(Collected data)
================

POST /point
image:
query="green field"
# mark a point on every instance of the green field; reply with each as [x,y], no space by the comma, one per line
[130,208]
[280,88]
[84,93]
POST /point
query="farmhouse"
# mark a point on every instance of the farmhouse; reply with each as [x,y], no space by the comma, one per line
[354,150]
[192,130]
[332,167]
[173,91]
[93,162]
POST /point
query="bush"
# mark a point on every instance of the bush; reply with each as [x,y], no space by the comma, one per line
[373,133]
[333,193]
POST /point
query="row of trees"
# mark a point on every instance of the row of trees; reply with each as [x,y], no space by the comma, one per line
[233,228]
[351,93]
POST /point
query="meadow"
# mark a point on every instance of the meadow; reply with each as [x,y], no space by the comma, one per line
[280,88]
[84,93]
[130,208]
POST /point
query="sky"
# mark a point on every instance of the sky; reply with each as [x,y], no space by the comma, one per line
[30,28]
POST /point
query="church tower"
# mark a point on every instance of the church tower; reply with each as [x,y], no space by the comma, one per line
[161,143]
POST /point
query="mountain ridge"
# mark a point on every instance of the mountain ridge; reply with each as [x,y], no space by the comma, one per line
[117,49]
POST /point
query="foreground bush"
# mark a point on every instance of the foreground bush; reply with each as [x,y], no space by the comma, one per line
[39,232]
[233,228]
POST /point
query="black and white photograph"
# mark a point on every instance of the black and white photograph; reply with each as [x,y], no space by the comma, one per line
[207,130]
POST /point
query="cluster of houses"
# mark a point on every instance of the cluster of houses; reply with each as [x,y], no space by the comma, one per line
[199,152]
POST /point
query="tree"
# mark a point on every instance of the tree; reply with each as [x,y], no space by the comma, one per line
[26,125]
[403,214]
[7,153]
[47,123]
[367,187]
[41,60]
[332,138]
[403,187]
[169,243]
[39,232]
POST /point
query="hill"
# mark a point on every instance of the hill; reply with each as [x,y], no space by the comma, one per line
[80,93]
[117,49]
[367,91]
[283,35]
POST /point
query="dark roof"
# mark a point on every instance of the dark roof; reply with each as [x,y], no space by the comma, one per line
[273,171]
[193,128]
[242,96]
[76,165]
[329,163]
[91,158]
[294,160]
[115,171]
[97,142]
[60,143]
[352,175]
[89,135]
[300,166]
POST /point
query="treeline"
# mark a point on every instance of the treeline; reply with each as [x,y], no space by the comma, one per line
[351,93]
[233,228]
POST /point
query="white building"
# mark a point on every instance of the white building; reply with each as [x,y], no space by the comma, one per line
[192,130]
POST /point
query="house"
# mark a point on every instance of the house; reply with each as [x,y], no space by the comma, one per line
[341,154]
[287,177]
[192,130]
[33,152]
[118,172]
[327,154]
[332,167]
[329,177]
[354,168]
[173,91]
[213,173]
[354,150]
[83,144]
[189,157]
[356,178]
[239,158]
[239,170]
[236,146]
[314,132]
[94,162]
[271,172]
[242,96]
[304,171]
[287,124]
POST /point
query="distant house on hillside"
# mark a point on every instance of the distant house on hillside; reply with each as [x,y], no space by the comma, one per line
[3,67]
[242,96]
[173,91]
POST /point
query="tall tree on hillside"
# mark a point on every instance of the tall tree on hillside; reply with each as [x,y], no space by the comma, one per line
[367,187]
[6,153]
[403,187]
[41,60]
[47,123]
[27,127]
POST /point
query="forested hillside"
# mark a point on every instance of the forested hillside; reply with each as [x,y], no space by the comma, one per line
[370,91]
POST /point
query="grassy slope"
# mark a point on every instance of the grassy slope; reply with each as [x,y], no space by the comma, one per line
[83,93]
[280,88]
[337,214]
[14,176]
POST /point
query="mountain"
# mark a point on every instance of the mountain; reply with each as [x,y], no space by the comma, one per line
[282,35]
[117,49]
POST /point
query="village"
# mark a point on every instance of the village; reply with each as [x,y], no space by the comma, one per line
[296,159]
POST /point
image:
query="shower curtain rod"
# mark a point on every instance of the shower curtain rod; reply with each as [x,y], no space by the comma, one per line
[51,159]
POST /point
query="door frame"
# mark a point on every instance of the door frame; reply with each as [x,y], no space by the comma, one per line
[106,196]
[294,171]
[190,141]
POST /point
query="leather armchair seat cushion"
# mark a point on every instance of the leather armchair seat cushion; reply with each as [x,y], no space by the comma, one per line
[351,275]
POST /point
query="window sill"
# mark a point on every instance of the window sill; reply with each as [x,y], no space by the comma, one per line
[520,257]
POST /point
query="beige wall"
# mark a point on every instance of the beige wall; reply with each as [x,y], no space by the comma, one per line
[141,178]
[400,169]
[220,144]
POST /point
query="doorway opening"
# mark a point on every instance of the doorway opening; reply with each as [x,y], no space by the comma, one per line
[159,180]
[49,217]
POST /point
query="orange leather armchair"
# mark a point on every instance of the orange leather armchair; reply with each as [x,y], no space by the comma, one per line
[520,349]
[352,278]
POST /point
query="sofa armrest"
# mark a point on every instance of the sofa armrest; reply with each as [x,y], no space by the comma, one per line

================

Description of the task –
Please find each line in the entries above that contains the string "opening" and copy it out, treating uppercase and lowercase as different.

Full answer –
query="doorway opening"
# mark a point on every instance of the doorway opening; reply with each as [x,y], no space by the comma, one per line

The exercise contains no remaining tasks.